Tasks to complete:
1. Update the housing briefing by giving everything from "- France, Germany" down to "densification (Planorama, 2025)" again, with "local authorities" changed to "councils".
2. Please rescale the coordinates in the answers of all the entries by 1.4, rounding each to a whole number with halves going up, and write out every line again, including the requests. Leave the pictures out.

Supplied text:
Updates to the National Planning Policy Framework are expected
next week.
Below are relevant figures from recent Centre for Cities on the
impact of default approvals for homes near stations, plus more on
cities' housing and planning needs.
Building near stations could unlock millions of new
homes.
- There is space for up to 5 million homes in commuting
distance of 15 large UK cities (Restarting housebuilding
III, 2024)
- Building them will connect more people to jobs and
opportunities in big cities, better aligning planning with growth
- Nearly two-thirds of them are on land designated green belt
(rising to 90 per cent for London), but building all of them
still leaves 95 per cent of green belt intact
UK cities need to build more homes than they did at their
post-war peak for the UK to build 1.5 million homes by
2029.
- The UK is missing at least 4.3 million homes, having built
slower than comparable European countries for decades (The housebuilding crisis,
2023)
- Private sector development has never – under the current
case-by-case planning system since 1947 – matched rates required
to meet the 1.5m target (Restarting housebuilding
I, 2024)
- Big cities, in particular London, are set to under-deliver
their housebuilding targets by the biggest margin of all parts of
England
- London only ever built at rates close to its target of 88,000
new homes a year in the 1930s – as the latest draft London Plan admits
There is a strong case for major reform to move to a
zoning system for planning.
- France, Germany and Japan's more rules-based and spatial
planning systems grant local authorities and the public sector
more effective tools for urban densification (Planorama, 2025)

Provided data:
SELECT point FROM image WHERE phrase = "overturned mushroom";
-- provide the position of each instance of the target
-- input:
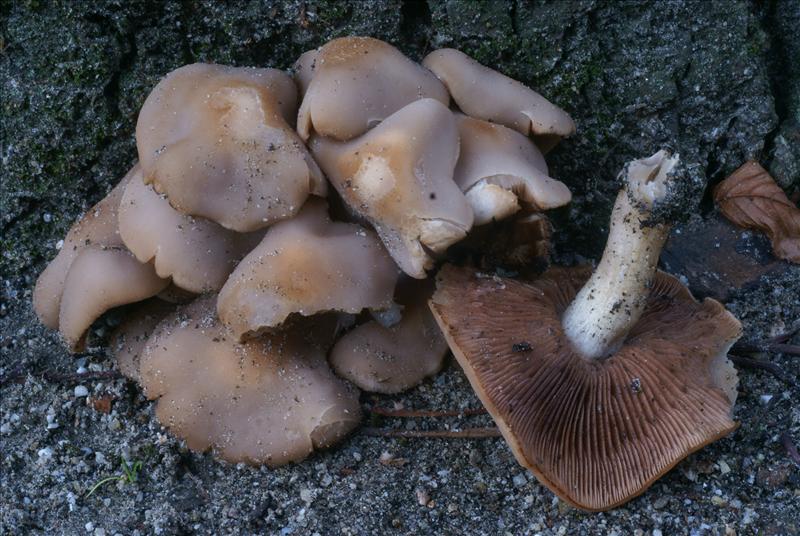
(196, 253)
(399, 176)
(307, 265)
(484, 93)
(602, 389)
(499, 167)
(390, 359)
(356, 83)
(269, 400)
(218, 142)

Task-by-task answers:
1.
- France, Germany and Japan's more rules-based and spatial
planning systems grant councils and the public sector
more effective tools for urban densification (Planorama, 2025)

2.
SELECT point FROM image WHERE phrase = "overturned mushroom";
-- provide the position of each instance of the target
-- input:
(274, 354)
(559, 246)
(430, 371)
(678, 130)
(843, 545)
(699, 234)
(546, 503)
(498, 116)
(377, 560)
(305, 199)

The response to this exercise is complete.